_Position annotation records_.
## BEGIN

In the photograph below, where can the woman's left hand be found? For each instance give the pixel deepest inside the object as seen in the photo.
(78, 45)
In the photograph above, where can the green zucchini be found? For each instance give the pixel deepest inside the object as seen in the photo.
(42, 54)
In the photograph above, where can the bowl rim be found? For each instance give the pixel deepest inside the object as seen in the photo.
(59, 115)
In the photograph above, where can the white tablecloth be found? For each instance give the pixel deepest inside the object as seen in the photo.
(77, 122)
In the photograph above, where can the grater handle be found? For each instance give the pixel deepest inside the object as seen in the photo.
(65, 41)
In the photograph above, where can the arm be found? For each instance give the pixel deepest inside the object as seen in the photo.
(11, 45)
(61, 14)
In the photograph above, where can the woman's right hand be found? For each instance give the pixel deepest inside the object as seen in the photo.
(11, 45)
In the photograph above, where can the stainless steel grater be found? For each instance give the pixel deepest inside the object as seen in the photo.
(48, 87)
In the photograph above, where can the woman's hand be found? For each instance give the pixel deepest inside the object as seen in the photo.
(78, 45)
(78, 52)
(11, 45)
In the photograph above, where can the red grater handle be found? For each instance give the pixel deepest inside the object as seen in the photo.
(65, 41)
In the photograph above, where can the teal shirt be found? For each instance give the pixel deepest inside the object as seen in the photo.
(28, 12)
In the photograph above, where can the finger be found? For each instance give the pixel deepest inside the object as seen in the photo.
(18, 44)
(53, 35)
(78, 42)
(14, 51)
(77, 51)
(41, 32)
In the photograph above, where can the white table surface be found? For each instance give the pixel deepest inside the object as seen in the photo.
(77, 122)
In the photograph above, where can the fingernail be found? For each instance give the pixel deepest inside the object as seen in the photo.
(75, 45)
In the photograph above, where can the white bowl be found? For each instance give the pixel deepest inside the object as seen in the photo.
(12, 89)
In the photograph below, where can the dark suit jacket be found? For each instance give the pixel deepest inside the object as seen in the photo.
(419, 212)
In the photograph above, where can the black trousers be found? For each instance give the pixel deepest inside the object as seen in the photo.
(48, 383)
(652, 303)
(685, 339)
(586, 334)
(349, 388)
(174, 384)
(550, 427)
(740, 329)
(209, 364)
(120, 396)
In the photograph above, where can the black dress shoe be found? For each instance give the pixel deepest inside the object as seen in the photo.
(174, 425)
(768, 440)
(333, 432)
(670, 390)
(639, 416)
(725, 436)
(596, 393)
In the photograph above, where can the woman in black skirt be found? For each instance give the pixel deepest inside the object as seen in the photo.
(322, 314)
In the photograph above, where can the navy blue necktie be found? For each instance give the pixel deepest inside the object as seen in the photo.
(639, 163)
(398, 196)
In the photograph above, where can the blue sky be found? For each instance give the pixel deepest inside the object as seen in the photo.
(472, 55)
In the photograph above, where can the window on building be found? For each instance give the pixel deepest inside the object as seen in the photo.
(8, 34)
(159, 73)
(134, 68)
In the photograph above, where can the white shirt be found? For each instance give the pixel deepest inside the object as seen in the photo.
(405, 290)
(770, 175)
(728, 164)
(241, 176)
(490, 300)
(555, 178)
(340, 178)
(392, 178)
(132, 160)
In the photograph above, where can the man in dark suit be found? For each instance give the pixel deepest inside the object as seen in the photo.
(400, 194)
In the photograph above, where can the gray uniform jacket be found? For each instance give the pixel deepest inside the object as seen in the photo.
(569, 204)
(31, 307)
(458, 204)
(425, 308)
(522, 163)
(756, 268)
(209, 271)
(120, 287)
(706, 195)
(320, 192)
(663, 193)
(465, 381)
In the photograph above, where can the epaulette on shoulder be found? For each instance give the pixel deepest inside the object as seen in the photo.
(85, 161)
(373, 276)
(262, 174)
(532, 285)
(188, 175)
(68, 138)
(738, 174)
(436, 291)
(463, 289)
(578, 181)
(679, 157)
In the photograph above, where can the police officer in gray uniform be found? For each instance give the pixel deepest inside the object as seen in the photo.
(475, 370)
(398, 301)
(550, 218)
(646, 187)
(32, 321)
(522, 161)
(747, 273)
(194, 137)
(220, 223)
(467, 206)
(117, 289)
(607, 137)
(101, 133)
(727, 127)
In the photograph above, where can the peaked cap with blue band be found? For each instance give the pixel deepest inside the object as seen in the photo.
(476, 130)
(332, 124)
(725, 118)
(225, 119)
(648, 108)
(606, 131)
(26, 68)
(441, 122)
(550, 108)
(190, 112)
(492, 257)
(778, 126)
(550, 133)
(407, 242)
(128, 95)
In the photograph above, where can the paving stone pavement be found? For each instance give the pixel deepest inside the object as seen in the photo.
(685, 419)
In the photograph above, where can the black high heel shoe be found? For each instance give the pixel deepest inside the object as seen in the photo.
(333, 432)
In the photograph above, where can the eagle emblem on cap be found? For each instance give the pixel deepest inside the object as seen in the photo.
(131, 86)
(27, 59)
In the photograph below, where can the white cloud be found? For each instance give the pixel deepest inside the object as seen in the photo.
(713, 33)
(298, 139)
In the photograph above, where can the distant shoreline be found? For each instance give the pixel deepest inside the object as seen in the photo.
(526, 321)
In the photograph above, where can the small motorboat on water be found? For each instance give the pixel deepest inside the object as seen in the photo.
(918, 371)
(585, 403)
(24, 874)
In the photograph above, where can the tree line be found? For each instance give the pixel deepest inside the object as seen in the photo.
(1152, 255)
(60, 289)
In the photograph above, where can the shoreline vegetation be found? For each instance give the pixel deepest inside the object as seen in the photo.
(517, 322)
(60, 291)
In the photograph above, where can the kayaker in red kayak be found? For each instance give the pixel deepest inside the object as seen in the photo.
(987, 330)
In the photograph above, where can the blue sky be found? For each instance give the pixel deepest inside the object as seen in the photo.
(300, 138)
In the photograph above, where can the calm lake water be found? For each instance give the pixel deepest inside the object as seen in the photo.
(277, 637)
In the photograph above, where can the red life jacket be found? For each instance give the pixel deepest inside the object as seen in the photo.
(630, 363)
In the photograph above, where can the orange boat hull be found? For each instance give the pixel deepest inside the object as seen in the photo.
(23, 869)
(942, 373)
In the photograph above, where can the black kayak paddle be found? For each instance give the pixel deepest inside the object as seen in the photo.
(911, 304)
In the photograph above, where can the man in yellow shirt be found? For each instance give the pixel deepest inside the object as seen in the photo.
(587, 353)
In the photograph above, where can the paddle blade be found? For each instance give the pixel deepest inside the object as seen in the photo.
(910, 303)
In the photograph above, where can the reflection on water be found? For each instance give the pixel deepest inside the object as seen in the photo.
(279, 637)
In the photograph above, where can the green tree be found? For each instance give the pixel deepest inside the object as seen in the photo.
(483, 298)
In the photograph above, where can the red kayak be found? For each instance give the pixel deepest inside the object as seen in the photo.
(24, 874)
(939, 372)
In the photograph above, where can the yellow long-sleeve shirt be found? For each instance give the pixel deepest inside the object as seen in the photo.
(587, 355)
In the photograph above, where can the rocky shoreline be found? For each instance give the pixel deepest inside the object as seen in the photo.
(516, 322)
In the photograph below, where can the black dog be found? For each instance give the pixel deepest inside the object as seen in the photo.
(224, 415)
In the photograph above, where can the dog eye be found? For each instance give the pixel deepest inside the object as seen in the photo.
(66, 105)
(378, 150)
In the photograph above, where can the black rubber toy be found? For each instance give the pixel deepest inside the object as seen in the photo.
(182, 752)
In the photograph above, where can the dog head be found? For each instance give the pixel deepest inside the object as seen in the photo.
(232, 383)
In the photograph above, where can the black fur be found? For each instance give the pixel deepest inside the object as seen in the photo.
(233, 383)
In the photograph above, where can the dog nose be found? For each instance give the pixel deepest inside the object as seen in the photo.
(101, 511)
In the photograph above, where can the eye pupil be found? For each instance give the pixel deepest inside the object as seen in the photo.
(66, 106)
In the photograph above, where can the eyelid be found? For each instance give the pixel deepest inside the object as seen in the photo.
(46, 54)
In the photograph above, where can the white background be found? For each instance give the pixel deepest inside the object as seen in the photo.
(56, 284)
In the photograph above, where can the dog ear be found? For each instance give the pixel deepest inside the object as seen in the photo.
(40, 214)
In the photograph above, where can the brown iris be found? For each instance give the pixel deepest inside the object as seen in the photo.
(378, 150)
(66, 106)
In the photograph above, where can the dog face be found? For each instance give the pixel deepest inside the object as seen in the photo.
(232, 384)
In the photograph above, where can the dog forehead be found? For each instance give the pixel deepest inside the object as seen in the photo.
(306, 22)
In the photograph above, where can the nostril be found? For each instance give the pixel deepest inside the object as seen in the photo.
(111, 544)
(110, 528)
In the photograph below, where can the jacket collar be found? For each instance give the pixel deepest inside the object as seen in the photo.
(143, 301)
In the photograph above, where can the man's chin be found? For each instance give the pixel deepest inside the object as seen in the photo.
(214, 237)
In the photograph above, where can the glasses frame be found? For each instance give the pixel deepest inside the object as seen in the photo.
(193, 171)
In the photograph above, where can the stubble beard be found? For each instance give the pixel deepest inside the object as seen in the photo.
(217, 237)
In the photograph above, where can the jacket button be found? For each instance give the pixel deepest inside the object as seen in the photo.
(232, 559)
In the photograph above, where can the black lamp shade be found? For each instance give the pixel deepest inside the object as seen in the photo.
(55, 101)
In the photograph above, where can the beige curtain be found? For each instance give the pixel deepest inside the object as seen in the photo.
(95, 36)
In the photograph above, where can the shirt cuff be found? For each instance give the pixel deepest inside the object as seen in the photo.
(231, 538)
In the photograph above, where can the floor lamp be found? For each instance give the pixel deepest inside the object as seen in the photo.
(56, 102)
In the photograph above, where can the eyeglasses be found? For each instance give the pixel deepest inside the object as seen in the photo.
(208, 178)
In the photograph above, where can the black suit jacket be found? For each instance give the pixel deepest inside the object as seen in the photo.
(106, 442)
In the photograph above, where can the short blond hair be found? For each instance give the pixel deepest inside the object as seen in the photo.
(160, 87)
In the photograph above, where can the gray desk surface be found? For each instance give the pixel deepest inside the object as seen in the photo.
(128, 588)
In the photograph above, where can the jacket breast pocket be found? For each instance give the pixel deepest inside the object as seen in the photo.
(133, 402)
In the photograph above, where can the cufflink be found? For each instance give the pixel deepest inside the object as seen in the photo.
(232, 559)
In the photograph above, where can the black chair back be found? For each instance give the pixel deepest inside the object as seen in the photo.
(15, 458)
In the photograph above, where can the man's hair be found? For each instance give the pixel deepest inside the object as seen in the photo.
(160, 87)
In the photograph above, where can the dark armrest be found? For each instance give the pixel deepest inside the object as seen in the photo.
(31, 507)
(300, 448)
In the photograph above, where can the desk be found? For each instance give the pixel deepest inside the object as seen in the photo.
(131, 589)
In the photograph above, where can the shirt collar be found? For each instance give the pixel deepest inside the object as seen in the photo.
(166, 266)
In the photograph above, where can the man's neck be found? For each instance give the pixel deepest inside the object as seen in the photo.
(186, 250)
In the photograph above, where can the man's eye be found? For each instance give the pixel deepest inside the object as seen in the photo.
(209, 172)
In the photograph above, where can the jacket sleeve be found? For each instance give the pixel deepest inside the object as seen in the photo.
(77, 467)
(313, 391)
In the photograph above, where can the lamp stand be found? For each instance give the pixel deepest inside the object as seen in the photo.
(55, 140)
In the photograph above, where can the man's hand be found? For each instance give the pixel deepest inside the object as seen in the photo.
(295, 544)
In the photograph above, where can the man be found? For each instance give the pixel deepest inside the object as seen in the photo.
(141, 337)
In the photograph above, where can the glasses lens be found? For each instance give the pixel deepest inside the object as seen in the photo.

## END

_Exercise description_.
With both ends included, please retype exactly the lines from the line containing "In the photograph above, where can the man's neck" to the final line of the data.

_Exercise output_.
In the photograph above, where can the man's neck be found? For each instance give the pixel deepest inside the object as seen in the photo.
(186, 250)
In the photograph above, where can the man's eye be found? For each instance give the pixel deepest inside the object as seen in the photo.
(209, 172)
In the photograph above, where can the jacket sleeve be found? For each instance give the pixel deepest inside the object as seen in the photo.
(77, 467)
(313, 391)
In the photograph above, where can the lamp stand be found? For each instance give the pixel deepest inside the object as seen in the photo.
(55, 140)
In the photograph above, where can the man's hand be found? For each instance give the pixel deepest inside the object as seen in the photo.
(295, 544)
In the photograph above, where can the man be found? For each instance give the pixel deepest inside the object as seen in the photo.
(141, 337)
In the photograph above, where can the glasses lens be found? For each instance give the pixel deepest inside the object as seen in the photo.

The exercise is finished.